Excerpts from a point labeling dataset
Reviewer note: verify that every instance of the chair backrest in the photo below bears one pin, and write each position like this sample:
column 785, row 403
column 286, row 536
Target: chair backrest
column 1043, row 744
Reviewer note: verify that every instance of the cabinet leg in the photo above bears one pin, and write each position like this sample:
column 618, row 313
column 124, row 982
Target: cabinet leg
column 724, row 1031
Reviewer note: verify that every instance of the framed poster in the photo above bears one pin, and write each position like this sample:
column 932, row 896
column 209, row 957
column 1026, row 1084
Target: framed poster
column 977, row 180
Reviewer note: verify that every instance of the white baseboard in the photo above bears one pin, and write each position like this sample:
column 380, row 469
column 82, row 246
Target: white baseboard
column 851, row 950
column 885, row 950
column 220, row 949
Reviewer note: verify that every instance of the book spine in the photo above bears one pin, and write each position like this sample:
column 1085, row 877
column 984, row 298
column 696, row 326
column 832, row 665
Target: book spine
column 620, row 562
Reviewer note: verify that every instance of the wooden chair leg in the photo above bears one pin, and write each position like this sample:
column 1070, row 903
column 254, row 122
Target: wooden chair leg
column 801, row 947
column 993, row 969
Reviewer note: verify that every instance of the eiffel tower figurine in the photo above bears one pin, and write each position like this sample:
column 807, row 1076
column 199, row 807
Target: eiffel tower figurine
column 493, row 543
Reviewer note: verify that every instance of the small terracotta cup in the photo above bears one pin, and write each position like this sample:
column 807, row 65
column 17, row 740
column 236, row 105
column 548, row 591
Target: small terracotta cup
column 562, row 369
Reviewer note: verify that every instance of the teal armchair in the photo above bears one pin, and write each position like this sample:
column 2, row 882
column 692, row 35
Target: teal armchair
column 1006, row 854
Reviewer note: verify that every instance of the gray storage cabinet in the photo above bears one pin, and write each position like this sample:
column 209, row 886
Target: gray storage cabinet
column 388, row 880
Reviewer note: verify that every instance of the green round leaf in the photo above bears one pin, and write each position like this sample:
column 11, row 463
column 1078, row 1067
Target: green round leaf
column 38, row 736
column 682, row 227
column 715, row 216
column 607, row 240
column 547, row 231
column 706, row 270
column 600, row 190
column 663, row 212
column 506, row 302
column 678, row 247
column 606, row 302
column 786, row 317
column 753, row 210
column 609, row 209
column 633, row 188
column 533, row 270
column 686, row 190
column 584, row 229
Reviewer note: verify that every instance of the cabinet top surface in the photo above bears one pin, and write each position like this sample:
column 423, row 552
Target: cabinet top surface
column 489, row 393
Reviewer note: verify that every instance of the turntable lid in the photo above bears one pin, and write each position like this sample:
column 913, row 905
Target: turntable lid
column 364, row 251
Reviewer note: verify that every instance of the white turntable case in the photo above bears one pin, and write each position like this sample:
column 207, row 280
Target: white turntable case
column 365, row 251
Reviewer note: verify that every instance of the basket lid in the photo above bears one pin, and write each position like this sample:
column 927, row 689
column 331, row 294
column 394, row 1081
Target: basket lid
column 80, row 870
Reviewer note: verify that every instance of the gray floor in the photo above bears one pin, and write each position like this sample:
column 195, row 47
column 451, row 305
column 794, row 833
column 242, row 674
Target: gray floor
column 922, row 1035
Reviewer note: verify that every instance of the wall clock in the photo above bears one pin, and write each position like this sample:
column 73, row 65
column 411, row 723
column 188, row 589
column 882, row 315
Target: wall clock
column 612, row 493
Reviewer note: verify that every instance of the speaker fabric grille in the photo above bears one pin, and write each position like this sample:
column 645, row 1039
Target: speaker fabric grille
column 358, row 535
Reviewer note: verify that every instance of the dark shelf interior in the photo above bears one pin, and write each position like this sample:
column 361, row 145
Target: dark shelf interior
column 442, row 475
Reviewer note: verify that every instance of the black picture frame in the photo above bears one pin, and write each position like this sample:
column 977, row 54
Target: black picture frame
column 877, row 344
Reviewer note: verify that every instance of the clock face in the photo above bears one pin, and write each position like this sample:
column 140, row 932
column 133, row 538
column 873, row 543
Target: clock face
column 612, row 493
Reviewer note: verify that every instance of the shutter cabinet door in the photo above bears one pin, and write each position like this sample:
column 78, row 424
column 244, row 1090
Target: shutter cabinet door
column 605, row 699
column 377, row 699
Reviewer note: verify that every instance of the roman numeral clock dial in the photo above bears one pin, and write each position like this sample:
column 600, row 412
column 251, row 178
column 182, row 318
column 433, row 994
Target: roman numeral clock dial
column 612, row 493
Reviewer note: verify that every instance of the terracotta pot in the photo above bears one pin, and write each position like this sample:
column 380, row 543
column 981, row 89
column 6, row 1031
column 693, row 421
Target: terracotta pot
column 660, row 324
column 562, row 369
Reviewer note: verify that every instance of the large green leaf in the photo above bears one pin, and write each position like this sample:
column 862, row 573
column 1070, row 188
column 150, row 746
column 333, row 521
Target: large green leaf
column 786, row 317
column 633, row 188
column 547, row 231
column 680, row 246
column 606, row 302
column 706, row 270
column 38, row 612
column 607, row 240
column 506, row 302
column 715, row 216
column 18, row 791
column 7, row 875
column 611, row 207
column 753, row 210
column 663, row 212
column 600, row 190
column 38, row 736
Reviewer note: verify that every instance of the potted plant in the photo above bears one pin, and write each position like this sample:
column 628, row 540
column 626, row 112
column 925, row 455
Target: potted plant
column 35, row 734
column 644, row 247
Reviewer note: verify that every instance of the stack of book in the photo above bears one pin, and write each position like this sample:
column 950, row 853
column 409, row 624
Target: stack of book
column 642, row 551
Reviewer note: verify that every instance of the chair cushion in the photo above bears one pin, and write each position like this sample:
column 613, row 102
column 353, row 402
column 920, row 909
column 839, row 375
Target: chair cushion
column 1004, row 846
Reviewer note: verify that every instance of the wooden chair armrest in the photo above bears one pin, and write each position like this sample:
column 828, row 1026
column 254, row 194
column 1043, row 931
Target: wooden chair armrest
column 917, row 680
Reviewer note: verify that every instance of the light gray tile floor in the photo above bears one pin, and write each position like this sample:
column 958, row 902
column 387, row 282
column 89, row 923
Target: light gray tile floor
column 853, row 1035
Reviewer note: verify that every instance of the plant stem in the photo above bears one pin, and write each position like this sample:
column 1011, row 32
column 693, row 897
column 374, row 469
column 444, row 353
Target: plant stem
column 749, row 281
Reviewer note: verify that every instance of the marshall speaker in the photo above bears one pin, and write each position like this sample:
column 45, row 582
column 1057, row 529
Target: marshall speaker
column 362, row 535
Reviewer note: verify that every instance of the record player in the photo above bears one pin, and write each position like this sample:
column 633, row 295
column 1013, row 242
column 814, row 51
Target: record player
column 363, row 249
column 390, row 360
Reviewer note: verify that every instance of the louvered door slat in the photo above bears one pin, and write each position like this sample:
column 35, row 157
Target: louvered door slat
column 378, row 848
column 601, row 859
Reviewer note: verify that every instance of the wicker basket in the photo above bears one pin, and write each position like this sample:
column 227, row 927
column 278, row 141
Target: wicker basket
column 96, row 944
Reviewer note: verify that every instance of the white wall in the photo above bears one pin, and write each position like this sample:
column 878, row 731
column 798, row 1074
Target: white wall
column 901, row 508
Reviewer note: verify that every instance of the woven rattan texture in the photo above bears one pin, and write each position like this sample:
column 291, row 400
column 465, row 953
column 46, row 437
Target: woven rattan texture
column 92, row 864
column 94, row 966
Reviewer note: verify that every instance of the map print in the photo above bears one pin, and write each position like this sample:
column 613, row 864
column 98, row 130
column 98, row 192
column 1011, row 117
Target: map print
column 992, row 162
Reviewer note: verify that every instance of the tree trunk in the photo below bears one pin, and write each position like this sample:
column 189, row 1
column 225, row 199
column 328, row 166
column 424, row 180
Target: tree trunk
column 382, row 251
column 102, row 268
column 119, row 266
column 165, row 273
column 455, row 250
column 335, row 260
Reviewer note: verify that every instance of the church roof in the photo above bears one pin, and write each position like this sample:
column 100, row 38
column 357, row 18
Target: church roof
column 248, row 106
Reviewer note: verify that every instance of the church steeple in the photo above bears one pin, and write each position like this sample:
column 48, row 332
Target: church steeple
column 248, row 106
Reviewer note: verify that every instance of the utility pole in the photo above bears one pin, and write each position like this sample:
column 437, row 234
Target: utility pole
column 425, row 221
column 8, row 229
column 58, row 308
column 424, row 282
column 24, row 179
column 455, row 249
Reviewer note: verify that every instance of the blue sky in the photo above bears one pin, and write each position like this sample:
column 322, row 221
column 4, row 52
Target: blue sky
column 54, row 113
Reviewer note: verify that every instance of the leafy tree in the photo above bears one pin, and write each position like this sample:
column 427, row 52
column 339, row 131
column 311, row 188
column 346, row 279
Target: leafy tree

◆ Problem to solve: Convert the records, from the line with "Reviewer note: verify that every instance of the chair cushion" up to and including the line with "column 601, row 859", into a Markdown table with the columns "No." and "Line". Number each row and leave out any blank lines.

◆ Response to the task:
| No. | Line |
|---|---|
| 1 | Reviewer note: verify that every instance of the chair cushion in the photo above bears one pin, and write each position like this sample: |
| 2 | column 613, row 102 |
| 3 | column 353, row 402 |
| 4 | column 920, row 909 |
| 5 | column 839, row 375 |
| 6 | Target: chair cushion |
| 7 | column 1004, row 846 |
| 8 | Reviewer note: verify that every instance of the wooden chair armrest in the photo above bears one pin, and write each position like this sample: |
| 9 | column 828, row 1026 |
| 10 | column 254, row 194 |
| 11 | column 1043, row 931 |
| 12 | Target: wooden chair armrest |
| 13 | column 917, row 680 |
| 14 | Reviewer note: verify that every instance of the light gray tile floor in the photo above bears one pin, and write each position like this sample: |
| 15 | column 958, row 902 |
| 16 | column 387, row 282 |
| 17 | column 89, row 923 |
| 18 | Target: light gray tile floor |
| 19 | column 853, row 1035 |
| 20 | Reviewer note: verify that every instance of the plant stem in the photo above bears one pin, and write each position like this sample: |
| 21 | column 1011, row 32 |
| 22 | column 693, row 897 |
| 23 | column 374, row 469 |
| 24 | column 444, row 353 |
| 25 | Target: plant stem |
| 26 | column 749, row 281 |
| 27 | Reviewer note: verify that every instance of the marshall speaker in the photo above bears one pin, and write each position like this sample: |
| 28 | column 45, row 582 |
| 29 | column 1057, row 529 |
| 30 | Target: marshall speaker |
| 31 | column 362, row 535 |
| 32 | Reviewer note: verify that every instance of the record player in the photo above bears one pin, and write each position like this sample: |
| 33 | column 633, row 295 |
| 34 | column 1013, row 242 |
| 35 | column 814, row 51 |
| 36 | Target: record player |
| 37 | column 363, row 249 |
| 38 | column 390, row 360 |
| 39 | Reviewer note: verify that every instance of the louvered door slat in the photo above bears one pin, and write each position like this sample: |
| 40 | column 35, row 157 |
| 41 | Target: louvered door slat |
| 42 | column 378, row 848 |
| 43 | column 601, row 859 |